* **WHAT YOU NEED TO DO**
Reproduce word for word the portion of the crystallography passage that begins with the words "Alongside synchrotrons, two" and ends with "electrons replacing X-rays.".

* **PASSAGE**
X-ray crystallography remains a crucial technique for this mission. But others have been added to gain further insight into biological molecules. One of these uses synchrotron radiation. Essentially, this is still x-ray crystallography, but the extremely powerful x-ray beam is produced by slowing down electrons or positrons travelling in a particle accelerator.

Alongside synchrotrons, two other forms of crystallography can probe molecules in different ways: neutron diffraction and electron diffraction. Using the quantum property of wave–particle duality, they both work in the same way as X-ray crystallography, but with neutrons and electrons replacing X-rays.

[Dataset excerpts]
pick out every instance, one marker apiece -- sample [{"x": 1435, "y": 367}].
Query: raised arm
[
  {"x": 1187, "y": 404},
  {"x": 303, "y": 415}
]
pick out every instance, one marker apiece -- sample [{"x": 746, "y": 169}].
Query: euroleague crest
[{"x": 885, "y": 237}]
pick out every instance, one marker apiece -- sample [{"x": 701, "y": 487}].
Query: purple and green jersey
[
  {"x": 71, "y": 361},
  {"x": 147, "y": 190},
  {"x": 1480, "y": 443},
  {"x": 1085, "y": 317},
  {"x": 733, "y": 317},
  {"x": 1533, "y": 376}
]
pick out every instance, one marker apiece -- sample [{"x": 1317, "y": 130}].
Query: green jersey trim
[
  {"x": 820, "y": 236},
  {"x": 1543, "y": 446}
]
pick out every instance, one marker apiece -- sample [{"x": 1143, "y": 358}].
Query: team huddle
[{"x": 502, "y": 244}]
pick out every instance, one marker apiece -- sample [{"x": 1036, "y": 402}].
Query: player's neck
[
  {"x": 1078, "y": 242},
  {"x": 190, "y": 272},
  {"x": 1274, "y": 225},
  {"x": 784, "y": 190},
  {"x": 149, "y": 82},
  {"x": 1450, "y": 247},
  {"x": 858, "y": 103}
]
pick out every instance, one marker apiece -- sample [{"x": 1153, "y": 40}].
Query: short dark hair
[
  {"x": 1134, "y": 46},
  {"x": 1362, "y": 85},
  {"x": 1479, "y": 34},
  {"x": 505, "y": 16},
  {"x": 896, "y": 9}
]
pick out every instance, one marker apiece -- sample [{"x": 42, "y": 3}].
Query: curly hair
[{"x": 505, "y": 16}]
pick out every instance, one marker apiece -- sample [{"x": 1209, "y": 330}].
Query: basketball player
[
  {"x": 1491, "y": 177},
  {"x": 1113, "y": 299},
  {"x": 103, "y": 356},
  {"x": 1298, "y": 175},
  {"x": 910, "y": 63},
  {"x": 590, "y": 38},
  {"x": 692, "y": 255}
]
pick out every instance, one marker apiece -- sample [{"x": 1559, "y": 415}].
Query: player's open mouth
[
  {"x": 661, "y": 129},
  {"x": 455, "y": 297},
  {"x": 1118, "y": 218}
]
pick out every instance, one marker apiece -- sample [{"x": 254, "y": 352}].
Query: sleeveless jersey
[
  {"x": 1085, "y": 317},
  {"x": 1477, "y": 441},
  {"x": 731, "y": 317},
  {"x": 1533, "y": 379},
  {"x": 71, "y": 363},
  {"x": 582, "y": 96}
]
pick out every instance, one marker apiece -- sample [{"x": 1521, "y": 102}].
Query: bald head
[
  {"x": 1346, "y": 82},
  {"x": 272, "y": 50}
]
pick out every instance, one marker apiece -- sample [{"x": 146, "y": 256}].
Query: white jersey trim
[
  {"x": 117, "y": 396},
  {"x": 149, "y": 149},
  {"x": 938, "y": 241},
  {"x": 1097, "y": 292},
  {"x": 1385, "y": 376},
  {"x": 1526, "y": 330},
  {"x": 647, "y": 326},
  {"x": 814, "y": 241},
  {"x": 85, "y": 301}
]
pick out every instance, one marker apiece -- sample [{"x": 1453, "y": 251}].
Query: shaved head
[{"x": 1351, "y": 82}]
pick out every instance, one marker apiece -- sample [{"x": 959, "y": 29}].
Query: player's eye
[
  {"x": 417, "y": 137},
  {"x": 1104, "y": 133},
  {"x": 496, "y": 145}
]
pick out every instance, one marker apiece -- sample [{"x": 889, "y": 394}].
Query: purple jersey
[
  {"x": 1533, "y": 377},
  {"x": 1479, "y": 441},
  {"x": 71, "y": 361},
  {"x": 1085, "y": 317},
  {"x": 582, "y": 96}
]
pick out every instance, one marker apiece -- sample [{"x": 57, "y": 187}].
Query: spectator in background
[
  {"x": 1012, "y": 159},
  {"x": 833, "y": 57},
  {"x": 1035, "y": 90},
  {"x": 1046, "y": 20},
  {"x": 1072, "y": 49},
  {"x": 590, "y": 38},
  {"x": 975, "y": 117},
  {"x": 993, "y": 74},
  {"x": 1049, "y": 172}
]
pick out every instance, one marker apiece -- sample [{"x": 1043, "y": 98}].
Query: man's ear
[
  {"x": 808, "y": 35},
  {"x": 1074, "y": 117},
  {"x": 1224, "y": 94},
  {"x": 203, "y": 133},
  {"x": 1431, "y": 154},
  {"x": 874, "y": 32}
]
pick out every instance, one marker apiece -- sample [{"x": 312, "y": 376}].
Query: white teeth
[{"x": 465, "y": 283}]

* **SOLUTION FOR THIS EXERCISE**
Alongside synchrotrons, two other forms of crystallography can probe molecules in different ways: neutron diffraction and electron diffraction. Using the quantum property of wave–particle duality, they both work in the same way as X-ray crystallography, but with neutrons and electrons replacing X-rays.